Assignment:
Each line of the data that includes "palace" must be copied.

Dataset records:
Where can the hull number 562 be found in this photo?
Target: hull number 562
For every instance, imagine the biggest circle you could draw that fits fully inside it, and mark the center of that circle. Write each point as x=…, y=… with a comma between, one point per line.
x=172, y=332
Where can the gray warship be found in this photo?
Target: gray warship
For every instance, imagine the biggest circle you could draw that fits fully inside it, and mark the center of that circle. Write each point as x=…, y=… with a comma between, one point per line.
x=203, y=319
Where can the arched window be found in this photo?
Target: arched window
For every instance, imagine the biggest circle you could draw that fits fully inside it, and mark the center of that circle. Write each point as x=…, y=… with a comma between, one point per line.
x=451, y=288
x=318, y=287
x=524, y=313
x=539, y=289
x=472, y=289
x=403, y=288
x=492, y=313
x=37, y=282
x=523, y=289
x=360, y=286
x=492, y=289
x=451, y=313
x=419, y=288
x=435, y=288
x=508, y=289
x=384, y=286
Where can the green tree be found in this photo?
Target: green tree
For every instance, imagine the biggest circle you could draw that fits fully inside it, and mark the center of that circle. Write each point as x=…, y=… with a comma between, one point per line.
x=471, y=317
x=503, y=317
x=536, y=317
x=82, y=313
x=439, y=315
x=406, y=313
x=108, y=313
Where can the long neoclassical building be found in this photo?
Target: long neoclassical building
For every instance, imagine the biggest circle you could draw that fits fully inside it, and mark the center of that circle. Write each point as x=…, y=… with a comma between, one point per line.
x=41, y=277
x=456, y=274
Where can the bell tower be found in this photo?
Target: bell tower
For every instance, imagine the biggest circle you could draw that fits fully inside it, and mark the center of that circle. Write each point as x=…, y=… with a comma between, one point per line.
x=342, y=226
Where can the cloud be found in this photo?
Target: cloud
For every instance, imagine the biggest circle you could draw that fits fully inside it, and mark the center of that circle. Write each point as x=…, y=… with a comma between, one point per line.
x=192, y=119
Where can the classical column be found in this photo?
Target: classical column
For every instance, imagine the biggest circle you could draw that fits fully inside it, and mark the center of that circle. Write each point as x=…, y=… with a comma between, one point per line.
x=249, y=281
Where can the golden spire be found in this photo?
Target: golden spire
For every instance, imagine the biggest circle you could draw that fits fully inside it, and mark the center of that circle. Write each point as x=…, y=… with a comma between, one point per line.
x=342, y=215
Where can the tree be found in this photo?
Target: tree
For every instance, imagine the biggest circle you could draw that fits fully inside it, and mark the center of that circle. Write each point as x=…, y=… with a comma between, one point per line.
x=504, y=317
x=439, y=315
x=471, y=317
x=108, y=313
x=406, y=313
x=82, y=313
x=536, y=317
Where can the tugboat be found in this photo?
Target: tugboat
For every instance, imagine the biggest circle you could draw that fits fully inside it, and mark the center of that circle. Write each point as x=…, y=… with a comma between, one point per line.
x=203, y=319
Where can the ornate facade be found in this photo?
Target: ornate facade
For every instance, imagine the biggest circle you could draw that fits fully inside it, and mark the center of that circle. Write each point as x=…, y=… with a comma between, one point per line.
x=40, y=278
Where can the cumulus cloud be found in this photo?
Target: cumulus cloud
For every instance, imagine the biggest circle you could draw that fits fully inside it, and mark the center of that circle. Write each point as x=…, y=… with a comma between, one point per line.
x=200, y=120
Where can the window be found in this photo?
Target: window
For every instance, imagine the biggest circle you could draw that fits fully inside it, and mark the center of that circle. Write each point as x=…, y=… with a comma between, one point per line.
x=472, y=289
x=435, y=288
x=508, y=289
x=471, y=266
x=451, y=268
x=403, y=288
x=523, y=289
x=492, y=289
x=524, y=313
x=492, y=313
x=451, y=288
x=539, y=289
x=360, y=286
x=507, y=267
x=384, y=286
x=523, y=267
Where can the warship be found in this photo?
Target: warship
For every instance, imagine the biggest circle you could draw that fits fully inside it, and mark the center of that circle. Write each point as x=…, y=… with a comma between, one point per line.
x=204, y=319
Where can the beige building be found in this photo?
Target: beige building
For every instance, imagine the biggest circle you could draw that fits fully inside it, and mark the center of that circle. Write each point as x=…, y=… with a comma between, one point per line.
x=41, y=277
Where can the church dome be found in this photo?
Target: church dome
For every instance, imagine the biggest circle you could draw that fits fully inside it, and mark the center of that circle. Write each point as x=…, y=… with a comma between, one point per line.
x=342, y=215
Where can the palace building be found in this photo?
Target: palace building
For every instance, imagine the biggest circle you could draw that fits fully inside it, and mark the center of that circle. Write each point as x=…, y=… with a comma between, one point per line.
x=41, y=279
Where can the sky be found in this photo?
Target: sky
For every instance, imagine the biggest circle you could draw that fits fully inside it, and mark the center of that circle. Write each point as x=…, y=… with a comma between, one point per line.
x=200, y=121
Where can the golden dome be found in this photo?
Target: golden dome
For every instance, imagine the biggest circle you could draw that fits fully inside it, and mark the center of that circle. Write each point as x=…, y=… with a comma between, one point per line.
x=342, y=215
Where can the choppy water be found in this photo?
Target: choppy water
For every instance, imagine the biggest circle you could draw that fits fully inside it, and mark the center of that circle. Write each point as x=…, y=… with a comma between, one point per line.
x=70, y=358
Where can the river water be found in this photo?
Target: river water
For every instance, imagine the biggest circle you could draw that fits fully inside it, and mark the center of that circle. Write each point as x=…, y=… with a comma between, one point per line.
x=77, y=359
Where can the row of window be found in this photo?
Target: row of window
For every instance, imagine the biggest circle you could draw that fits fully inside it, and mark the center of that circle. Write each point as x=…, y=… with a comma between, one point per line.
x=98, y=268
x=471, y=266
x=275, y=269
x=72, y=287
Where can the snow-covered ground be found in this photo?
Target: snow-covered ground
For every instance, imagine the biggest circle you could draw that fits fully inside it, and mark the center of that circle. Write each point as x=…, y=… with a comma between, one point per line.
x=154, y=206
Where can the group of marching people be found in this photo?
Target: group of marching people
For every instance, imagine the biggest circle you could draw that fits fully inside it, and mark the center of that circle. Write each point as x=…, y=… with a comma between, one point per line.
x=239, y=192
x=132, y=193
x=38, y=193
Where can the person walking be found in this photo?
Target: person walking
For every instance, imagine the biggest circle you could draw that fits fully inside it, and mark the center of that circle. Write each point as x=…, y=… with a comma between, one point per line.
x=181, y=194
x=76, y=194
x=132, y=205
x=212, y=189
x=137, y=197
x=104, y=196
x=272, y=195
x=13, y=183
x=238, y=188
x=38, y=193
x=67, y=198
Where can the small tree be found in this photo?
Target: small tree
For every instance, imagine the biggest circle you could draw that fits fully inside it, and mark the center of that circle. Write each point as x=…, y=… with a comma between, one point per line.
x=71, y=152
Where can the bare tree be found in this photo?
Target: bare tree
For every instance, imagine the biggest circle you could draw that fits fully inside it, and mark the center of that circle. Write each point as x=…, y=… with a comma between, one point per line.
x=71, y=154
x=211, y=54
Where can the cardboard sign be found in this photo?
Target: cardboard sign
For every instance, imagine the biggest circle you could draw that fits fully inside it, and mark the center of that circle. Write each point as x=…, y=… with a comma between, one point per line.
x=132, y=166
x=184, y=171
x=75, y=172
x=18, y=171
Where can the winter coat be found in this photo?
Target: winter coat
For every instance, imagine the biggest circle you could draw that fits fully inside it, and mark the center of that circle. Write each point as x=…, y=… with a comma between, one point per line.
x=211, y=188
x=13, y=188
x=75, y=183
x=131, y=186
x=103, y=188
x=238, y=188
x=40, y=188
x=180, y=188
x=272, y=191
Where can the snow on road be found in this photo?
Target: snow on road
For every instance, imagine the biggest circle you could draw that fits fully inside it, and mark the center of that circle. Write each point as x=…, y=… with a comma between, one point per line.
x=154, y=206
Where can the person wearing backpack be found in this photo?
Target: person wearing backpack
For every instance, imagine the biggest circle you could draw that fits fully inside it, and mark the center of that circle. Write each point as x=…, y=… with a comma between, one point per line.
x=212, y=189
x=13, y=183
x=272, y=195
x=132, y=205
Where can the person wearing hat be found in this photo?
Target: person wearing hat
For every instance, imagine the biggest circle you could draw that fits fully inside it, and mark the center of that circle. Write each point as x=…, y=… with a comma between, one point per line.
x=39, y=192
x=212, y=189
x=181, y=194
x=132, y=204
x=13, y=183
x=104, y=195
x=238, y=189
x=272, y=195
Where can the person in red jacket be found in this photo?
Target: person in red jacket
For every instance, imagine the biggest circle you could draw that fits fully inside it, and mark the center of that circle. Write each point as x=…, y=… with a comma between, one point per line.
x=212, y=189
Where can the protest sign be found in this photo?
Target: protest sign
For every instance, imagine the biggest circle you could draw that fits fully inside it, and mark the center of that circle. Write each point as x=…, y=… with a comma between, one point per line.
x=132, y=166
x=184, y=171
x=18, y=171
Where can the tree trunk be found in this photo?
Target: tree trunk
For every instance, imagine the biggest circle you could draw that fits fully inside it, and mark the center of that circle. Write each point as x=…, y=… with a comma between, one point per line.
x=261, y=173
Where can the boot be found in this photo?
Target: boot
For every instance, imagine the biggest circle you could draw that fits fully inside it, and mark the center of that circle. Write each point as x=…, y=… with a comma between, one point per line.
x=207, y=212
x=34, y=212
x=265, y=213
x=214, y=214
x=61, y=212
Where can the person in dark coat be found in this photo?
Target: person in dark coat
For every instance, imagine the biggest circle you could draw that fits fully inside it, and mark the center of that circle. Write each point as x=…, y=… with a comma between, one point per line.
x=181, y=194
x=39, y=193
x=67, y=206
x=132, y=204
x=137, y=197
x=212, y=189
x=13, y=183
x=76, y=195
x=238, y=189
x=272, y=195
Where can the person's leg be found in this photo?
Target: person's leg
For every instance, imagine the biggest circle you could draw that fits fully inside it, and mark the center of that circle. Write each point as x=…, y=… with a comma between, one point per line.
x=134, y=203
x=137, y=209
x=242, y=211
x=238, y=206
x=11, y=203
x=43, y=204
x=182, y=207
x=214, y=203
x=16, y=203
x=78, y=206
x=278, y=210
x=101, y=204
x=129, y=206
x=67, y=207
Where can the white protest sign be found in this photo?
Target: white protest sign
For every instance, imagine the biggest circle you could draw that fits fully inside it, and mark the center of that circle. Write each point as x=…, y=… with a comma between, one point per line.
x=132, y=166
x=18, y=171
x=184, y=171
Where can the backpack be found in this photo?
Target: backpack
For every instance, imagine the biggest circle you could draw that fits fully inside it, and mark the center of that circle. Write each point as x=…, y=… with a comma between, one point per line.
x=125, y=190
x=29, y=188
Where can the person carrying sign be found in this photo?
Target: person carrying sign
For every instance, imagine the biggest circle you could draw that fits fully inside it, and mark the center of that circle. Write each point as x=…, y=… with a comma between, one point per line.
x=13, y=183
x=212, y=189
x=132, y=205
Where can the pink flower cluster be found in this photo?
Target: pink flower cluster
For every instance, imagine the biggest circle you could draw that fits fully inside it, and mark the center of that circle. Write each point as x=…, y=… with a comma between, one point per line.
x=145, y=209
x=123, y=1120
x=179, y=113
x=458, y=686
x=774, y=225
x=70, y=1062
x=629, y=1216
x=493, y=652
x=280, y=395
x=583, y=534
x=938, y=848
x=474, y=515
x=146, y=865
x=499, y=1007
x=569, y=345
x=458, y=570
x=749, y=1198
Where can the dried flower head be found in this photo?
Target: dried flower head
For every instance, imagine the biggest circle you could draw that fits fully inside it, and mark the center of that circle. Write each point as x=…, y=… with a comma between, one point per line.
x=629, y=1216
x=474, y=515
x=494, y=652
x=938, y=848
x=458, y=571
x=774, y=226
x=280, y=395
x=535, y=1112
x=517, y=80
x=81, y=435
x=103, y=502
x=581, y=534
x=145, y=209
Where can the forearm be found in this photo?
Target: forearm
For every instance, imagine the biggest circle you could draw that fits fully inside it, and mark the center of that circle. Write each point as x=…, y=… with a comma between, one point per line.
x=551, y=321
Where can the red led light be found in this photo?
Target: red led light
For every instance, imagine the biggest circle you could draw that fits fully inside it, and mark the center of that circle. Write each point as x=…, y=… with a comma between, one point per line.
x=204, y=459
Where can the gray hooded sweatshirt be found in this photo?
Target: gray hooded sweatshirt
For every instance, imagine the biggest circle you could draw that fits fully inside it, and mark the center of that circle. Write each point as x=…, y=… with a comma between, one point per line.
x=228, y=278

Answer to this task:
Where can the palace building be found in this photo?
Target: palace building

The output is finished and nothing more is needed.